• TEXT EXCERPT:
········

New York Cosmos' Initiative to Fuse International Exchanges Through Soccer

Joe Fraga, Executive Director, New York Cosmos
New York, NY
June 23, 2011

Date: 06/16/2011 Location: New York, NY Description: Joe Fraga, Executive Director, The New York Cosmos, briefs on the team's initiative to fuse international exchanges through soccer, with the Cosmos Copa tournament at the New York Foreign Press Center.  - State Dept Image

4:00 P.M. EDT


MODERATOR: Good afternoon. Welcome, everybody. I am Karen Newman. I’m with the New York Foreign Press Center. I’m delighted to welcome all of you here. I assume it’s the first time for many of you to be in our lovely new offices, so we’re really happy to have you here and I’m very pleased to introduce Joe Fraga, who’s going to talk to you today about the New York Cosmos Copa draw. So we’re very pleased and we welcome Joe. Thank you very much. (Applause.)

········

• RAW RECORDS:
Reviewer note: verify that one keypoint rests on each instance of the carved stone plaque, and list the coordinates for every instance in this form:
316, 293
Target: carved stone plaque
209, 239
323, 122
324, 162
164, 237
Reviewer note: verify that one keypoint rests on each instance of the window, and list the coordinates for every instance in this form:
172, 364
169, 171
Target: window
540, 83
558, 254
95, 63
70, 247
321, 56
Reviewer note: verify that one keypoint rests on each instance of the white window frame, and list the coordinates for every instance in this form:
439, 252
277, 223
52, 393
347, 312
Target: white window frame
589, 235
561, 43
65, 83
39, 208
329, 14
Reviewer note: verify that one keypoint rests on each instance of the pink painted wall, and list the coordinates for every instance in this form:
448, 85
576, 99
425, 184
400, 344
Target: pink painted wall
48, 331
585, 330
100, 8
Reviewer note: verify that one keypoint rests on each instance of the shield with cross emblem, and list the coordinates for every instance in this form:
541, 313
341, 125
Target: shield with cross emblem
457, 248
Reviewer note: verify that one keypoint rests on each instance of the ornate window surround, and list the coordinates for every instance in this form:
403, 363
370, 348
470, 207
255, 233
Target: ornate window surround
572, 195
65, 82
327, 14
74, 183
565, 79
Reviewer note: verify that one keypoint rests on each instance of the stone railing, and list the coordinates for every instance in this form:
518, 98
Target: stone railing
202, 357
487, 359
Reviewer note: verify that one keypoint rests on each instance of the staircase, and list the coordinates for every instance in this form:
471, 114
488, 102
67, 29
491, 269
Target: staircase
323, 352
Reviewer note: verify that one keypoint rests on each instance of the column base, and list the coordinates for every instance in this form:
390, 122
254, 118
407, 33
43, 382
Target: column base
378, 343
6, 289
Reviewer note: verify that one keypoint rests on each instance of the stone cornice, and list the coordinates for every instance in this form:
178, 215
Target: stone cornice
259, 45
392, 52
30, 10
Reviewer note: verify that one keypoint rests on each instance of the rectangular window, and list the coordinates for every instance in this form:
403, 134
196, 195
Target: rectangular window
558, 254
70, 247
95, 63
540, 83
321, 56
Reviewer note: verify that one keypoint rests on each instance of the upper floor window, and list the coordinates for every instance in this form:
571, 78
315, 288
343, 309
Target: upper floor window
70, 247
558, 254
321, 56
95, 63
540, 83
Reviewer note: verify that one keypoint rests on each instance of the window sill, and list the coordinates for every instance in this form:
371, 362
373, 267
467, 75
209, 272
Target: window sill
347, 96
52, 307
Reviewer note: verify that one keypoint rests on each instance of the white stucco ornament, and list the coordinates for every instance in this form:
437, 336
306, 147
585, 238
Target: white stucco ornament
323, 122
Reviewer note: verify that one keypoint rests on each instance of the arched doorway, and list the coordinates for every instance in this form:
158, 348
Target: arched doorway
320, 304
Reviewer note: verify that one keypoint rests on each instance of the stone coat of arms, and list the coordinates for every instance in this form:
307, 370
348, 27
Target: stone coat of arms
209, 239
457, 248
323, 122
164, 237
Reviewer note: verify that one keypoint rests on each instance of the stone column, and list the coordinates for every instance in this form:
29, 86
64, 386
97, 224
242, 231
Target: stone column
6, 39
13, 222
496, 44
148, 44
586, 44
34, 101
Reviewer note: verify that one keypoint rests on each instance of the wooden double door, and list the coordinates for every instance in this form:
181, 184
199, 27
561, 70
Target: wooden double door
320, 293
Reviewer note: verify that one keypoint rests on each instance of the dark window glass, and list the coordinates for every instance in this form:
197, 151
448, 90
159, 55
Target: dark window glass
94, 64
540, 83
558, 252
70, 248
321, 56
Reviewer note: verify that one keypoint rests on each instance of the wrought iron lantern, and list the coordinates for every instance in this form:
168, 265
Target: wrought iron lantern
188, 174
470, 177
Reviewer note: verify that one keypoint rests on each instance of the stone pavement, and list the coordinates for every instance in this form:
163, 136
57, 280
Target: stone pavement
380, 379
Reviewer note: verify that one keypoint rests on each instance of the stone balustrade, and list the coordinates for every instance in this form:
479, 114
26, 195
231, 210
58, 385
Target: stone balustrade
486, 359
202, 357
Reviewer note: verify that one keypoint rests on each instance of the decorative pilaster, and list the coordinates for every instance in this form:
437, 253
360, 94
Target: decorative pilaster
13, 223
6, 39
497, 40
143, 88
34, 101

········

• SHORT EXERCISE 1:
List every date and time that appears in the Cosmos briefing transcript.
• SHORT EXERCISE 2:
Repeat the stretch of the Cosmos briefing transcript from "Joe Fraga, Executive Director, New" through "very much. (Applause.)".
• SHORT EXERCISE 3:
According to the Cosmos briefing transcript, what draw does the moderator say Joe Fraga will talk about?

• TASK ANSWER 1:
June 23, 2011
06/16/2011
4:00 P.M. EDT

• TASK ANSWER 2:
Joe Fraga, Executive Director, New York Cosmos
New York, NY
June 23, 2011

Date: 06/16/2011 Location: New York, NY Description: Joe Fraga, Executive Director, The New York Cosmos, briefs on the team's initiative to fuse international exchanges through soccer, with the Cosmos Copa tournament at the New York Foreign Press Center.  - State Dept Image

4:00 P.M. EDT


MODERATOR: Good afternoon. Welcome, everybody. I am Karen Newman. I’m with the New York Foreign Press Center. I’m delighted to welcome all of you here. I assume it’s the first time for many of you to be in our lovely new offices, so we’re really happy to have you here and I’m very pleased to introduce Joe Fraga, who’s going to talk to you today about the New York Cosmos Copa draw. So we’re very pleased and we welcome Joe. Thank you very much. (Applause.)

• TASK ANSWER 3:
The New York Cosmos Copa draw.